### Exercise
Copy out every line of the material below word for word, keeping each coordinate and each line break unchanged.

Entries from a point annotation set
• • • •
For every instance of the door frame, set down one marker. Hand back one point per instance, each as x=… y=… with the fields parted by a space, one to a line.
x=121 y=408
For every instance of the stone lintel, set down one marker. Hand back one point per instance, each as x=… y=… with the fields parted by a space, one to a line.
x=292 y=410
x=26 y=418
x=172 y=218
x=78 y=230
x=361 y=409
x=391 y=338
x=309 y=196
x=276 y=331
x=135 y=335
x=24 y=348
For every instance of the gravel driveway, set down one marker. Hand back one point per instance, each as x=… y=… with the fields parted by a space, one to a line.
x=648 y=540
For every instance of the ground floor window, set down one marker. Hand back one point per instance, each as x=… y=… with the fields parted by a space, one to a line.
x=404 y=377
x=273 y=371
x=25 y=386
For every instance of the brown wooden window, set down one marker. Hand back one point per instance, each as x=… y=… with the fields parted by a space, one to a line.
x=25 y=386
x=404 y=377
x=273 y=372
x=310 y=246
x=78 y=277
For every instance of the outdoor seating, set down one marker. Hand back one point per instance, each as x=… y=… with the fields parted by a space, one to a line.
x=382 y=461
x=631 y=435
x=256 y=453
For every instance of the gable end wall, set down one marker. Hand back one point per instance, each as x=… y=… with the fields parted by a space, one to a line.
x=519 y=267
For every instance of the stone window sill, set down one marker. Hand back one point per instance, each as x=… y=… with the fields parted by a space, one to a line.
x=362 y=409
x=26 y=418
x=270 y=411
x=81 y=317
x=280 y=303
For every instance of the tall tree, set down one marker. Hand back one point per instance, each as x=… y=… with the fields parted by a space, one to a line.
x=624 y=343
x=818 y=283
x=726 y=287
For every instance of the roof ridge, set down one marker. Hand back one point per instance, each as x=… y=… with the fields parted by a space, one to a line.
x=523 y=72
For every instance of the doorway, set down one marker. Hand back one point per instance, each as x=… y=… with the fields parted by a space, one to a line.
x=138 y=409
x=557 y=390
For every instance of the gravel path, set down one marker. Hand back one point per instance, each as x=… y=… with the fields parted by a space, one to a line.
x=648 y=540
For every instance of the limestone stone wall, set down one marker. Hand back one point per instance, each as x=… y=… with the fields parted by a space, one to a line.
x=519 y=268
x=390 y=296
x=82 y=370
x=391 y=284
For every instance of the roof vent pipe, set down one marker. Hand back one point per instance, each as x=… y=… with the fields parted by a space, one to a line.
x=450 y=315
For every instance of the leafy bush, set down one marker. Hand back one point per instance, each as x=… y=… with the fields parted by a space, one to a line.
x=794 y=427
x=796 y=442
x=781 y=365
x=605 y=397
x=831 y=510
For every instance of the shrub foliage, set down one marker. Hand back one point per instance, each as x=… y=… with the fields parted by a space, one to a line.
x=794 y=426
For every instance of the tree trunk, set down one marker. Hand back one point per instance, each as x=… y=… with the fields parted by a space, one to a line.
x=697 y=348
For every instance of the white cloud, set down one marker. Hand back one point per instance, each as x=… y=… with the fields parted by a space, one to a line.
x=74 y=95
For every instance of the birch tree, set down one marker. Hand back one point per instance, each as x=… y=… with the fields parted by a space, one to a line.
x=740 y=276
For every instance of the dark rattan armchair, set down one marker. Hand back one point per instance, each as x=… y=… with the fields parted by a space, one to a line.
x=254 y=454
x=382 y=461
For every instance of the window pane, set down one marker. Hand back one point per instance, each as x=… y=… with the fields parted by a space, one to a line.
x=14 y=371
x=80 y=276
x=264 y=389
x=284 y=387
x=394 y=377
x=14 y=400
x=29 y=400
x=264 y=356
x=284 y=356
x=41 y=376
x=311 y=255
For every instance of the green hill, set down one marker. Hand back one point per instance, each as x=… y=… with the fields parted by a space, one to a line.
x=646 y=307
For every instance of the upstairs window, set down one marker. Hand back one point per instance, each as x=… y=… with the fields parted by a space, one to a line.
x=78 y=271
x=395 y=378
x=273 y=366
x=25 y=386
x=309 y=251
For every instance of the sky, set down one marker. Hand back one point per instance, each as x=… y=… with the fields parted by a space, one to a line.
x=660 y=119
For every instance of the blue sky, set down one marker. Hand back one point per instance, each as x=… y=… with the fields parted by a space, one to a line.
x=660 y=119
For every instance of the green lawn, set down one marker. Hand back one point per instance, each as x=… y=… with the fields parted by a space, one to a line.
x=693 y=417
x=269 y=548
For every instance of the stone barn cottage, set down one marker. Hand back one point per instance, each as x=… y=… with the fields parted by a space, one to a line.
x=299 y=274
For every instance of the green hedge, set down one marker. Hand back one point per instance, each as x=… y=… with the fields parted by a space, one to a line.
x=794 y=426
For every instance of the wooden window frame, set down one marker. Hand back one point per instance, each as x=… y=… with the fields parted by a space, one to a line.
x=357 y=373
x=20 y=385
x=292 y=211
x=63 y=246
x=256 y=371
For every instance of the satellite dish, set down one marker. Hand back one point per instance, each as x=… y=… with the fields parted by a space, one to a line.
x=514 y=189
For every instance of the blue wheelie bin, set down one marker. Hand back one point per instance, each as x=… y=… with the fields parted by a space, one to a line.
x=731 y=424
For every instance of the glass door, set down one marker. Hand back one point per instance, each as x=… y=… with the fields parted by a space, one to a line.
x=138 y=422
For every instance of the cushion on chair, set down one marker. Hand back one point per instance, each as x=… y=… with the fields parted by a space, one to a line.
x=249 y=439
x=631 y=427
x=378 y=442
• • • •
### Written answer
For every instance of the door frame, set down one marker. Hand back one point per instance, each as x=… y=… with the fields parted by a space, one to a line.
x=121 y=408
For every instance of the stone lintel, set down one marker. Hand back one point per instance, each as x=… y=… with the fields parted by a space, one to a line.
x=292 y=410
x=26 y=418
x=172 y=218
x=78 y=230
x=361 y=409
x=391 y=338
x=309 y=196
x=276 y=331
x=135 y=335
x=24 y=348
For every instance of the gravel driveway, set down one marker. Hand back one point per instance, each as x=… y=… with the fields parted by a space, one to a line.
x=648 y=540
For every instance of the ground floor window, set down one marker. Hand back one point per instance, each as x=… y=… with the fields parted by a space, one to a line.
x=404 y=377
x=273 y=371
x=25 y=386
For every instance of the brown wooden window, set down one marker. Hand back one point per instance, each as x=… y=… with the fields parted by a space, one to a line.
x=25 y=386
x=404 y=377
x=273 y=372
x=310 y=246
x=78 y=277
For every instance of the outdoor seating, set down one marker. Hand back one point per instance, each as x=… y=… with the fields parted by a space, one to a line.
x=382 y=461
x=631 y=435
x=256 y=453
For every instance of the gable end wall, set down one marker. Hand back one point per instance, each as x=… y=… with the fields parted by a space, one to a line.
x=519 y=267
For every instance of the stone window sill, set down one marker. Hand back one point per instance, each as x=… y=… with the fields parted by a space, one to a line.
x=362 y=409
x=26 y=418
x=270 y=411
x=81 y=317
x=280 y=303
For every instance of the tall tree, set down one marker. Hand back one point per instance, each as x=… y=… with the fields parted by a space, one to a line.
x=624 y=343
x=818 y=283
x=726 y=287
For every instance of the roof ridge, set down one marker. Hand back one point per instance, each as x=… y=… with the fields parted by a space, one to a line.
x=523 y=72
For every instance of the doorway, set down one marker. Hand back one point per instance, each as x=… y=… with the fields parted by a space, one to a line.
x=138 y=409
x=557 y=390
For every instance of the gravel path, set down one marker. Hand back one point per instance, each as x=… y=… with the fields parted by a space, one to a line.
x=648 y=540
For every instance of the limestone stone wall, set down one marker. Hand back one point per instance, each as x=… y=… with the fields parted by a space, one to a line.
x=519 y=268
x=390 y=296
x=82 y=370
x=391 y=284
For every instance of the roof vent pipe, set down one marker. Hand back one point per instance, each as x=… y=… with the fields parted by a space, one to a line.
x=450 y=315
For every instance of the leafy bush, set down one marker. Hand back one point per instance, each as x=… y=… with the fields parted by a space, one to a line.
x=794 y=427
x=796 y=442
x=781 y=365
x=605 y=397
x=831 y=510
For every instance of the shrub foliage, set down one marker. Hand back one point per instance, each as x=… y=… with the fields parted by a space, one to a line.
x=794 y=426
For every instance of the tree trunk, set down one marker. Hand back one point per instance, each as x=… y=… with the fields parted by a space, one to a line.
x=697 y=348
For every instance of the white cloud, set down one marker. Hand back one point per instance, each as x=… y=… with the fields parted by a space, one to a line.
x=74 y=95
For every instance of the birch tree, set down one marker. Hand back one point per instance, each as x=… y=… with the fields parted by a space, one to a line.
x=740 y=276
For every instance of the dark rattan armchair, set down one marker. Hand back one point per instance, each as x=… y=… with the fields parted by a space, one to a line.
x=254 y=454
x=382 y=461
For every instance of the window pane, set down one marker. Hand back one point per instance, each as x=… y=… with the fields parted by a space, one to a line.
x=14 y=371
x=80 y=276
x=264 y=389
x=284 y=387
x=394 y=377
x=14 y=400
x=29 y=400
x=264 y=356
x=284 y=356
x=41 y=376
x=311 y=255
For every instance of the green hill, set down one marker. Hand back one point per instance, each as x=… y=… with the fields parted by a space, one to a line.
x=646 y=307
For every instance of the upstairs window, set down one marker. Hand back one point per instance, each as x=… y=… with the fields parted by a space, one to a line.
x=78 y=271
x=395 y=378
x=273 y=366
x=25 y=386
x=309 y=251
For every instance of the sky, set down one marker. Hand back one point per instance, each as x=… y=… with the fields parted by a space, one to a line.
x=660 y=119
For every instance of the blue sky, set down one marker. Hand back one point per instance, each as x=… y=… with the fields parted by a space, one to a line.
x=660 y=119
For every instance of the green lawn, set down one marker. Hand back one point per instance, each as x=… y=… with the fields parted by a space, one to a line.
x=693 y=417
x=269 y=548
For every instance of the stone barn cottage, set down one marker. Hand back one point per instance, each as x=… y=… with the fields parted by a space, one to a line.
x=299 y=274
For every instance of the green hedge, set down one marker. Hand back one point per instance, each as x=… y=… with the fields parted by a space, one to a line.
x=794 y=426
For every instance of the wooden window frame, set down one marker. Hand back one point per instance, each as x=… y=… with the fields parted by a space, one to a line.
x=357 y=373
x=20 y=385
x=292 y=211
x=63 y=246
x=256 y=371
For every instance of the satellite dish, set down one marker. Hand back one point per instance, each as x=… y=… with the fields parted by a space, one to a line.
x=514 y=189
For every instance of the blue wheelie bin, set down one marker. Hand back one point per instance, each as x=… y=… with the fields parted by a space, one to a line.
x=731 y=424
For every instance of the glass door, set down one marker. Hand back one point per instance, each as x=… y=… with the fields parted by a space, one to a line.
x=138 y=422
For every instance of the cushion on chair, set down one marker. Hand back one point per instance, each as x=… y=… with the fields parted by a space, one to a line.
x=249 y=439
x=631 y=427
x=378 y=442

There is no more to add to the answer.